Provided passage:

Hello, Worry, My Old Friend

I am a terribly anxious person. As a matter of fact, when I entered therapy as an adult, I was diagnosed with generalized anxiety disorder.

And that’s pretty spot on — I don’t have specific anxieties or phobias (although it is very specific that I cannot sleep with a closet door open a crack, or at all really). Pretty much anything and any situation has the potential for making me a mess.

I worry about being a reluctant SAHM and how that reluctance/unwillingness is impacting my girls. I worry about getting a full-time job, and how to juggle that with being a mother. I worry about money. A lot.

I know that some of you are reading this thinking, “well, yeah, everyone worries about that stuff.” And of course, most people do worry about some of these things some of the time.

But my anxiety goes to deeper levels that can really impair me. I can be utterly frozen by my anxiety, unable to sleep, eat or think clearly. For a long time, and the reason for me going into therapy, it interfered with my ability to be in a healthy, loving relationship; additionally, I was having nightmares about literally being consumed, eaten alive. That was a big problem.

Turns out the two were related.

Records:
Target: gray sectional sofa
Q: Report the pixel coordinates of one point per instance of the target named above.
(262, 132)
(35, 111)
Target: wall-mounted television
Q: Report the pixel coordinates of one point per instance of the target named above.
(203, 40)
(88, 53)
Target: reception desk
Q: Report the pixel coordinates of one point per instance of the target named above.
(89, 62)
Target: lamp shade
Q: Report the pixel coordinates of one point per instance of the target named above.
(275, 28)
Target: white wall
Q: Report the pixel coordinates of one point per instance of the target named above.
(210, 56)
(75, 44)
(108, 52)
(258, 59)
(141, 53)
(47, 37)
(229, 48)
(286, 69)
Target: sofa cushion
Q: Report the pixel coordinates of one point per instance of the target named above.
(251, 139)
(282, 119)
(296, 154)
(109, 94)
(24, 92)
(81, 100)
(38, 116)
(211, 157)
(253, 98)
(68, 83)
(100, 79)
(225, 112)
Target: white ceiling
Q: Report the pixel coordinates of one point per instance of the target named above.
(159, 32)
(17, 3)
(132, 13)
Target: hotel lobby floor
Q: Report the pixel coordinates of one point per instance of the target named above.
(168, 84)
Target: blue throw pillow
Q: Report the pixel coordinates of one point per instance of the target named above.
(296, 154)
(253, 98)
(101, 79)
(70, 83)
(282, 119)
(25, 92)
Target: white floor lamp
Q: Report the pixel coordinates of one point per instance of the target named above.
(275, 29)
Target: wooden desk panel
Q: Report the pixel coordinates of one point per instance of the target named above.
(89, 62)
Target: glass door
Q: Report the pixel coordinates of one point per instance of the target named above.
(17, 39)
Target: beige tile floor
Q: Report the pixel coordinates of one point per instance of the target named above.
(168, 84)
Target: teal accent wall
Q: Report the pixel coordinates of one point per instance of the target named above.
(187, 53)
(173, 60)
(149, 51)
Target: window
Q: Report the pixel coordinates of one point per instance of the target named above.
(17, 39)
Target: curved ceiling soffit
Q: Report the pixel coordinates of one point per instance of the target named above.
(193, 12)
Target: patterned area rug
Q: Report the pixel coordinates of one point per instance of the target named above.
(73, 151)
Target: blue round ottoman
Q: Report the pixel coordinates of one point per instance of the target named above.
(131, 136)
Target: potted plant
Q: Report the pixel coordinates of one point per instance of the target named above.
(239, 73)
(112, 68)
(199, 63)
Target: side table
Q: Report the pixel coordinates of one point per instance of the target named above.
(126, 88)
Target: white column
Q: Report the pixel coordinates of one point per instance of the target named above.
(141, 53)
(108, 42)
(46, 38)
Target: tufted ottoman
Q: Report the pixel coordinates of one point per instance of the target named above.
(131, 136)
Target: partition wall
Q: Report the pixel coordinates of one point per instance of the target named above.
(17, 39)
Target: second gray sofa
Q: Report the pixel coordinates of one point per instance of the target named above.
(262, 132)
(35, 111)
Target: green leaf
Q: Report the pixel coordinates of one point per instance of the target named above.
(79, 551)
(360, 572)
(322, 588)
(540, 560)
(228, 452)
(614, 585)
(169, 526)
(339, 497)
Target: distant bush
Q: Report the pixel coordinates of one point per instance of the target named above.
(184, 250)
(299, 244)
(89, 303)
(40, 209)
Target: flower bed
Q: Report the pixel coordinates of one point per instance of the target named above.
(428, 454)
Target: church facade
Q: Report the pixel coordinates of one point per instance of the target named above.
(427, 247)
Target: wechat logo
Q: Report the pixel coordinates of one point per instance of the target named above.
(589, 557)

Actions to take:
1 - Answer these about the essay on anxiety:
(a) What was the writer diagnosed with on entering therapy as an adult?
(b) What can the writer not sleep with?
(c) What were the writer's nightmares about?
2 - How would you carry on the essay about anxiety from its final sentence?
Nothing in the records matters for this work.

Written responses:
1 -
(a) Generalized anxiety disorder.
(b) A closet door open a crack, or open at all.
(c) Literally being consumed, eaten alive.

2 -
My anxiety is probably the reason I still crave cigarettes (and on occasion indulge in smoking). Not that smoking relaxes me; more that having a cigarette seems to help me focus the anxiety, and purge it through the act of smoking. (I’m probably rationalizing a bad habit/addiction here…)

My anxiety is definitely at the root of many of my fights with DearDR, whether I am stressing over money, work, getting somewhere on time (something we are notoriously bad at), or sex. I can start a fight over the most inconsequential things because of how over-anxious I get.

Which is all to say that this NaBloPoMo thing is going to be good for my writing, but bad (BAD) for my anxiety. Right now, for instance, I am stressing that since I am writing this post so late (almost 9 p.m. DST), that once I hit publish, WordPress will somehow push the date to tomorrow. And I won’t be able to do anything about it, and I will be out of NaBloPoMo (why not NBPM? why not??) through no fault of my own, and then Cynical Dad will heartlessly cross me off the NaBloPoMo banner that he has me on (not that Chag is heartless, as is proven by his blog), and that’s it. I will be out of the running for those loverly prizes.

Yeah, it’s like that y’all.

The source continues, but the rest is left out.